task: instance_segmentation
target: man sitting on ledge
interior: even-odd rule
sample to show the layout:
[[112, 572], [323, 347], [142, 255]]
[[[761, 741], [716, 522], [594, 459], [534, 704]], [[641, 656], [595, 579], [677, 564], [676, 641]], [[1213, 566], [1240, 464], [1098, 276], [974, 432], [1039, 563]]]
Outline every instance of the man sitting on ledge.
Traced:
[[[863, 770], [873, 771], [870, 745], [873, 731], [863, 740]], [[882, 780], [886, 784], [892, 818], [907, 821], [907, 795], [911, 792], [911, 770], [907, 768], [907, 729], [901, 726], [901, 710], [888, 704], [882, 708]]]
* * *
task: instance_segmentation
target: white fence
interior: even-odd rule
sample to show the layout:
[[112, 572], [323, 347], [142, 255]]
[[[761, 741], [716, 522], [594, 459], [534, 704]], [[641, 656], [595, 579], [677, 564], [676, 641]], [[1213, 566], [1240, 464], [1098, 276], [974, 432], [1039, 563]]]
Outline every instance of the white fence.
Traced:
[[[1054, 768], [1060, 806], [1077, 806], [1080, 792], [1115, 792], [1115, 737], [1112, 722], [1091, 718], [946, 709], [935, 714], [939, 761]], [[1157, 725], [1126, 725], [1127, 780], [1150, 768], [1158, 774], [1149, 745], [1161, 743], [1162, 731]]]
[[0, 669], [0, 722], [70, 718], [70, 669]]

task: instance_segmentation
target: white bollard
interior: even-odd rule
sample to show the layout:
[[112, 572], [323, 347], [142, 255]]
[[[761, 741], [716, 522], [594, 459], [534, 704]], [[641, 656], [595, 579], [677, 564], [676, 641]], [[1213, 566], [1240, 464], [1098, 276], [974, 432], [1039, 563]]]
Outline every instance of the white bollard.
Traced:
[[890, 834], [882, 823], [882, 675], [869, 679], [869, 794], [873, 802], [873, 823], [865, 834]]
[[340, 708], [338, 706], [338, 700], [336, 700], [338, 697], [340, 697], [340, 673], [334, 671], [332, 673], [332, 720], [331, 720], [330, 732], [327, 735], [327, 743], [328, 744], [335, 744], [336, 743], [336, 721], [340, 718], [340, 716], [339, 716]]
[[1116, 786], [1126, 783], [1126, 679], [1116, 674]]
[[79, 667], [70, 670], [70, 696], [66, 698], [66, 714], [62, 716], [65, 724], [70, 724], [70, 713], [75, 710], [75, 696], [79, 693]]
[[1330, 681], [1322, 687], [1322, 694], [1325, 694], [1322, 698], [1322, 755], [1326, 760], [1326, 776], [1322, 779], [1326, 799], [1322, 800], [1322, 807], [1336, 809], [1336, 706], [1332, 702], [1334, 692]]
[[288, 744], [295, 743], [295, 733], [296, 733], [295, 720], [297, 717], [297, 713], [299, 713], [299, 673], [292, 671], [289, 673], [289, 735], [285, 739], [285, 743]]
* * *
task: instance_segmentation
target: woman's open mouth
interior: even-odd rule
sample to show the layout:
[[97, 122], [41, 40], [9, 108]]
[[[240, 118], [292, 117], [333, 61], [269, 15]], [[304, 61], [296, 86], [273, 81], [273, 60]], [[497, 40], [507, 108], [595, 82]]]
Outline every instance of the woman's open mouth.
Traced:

### [TASK TO CARRY OUT]
Count the lines in the records above that contain the string "white". Reply with the number alone.

### [RESULT]
4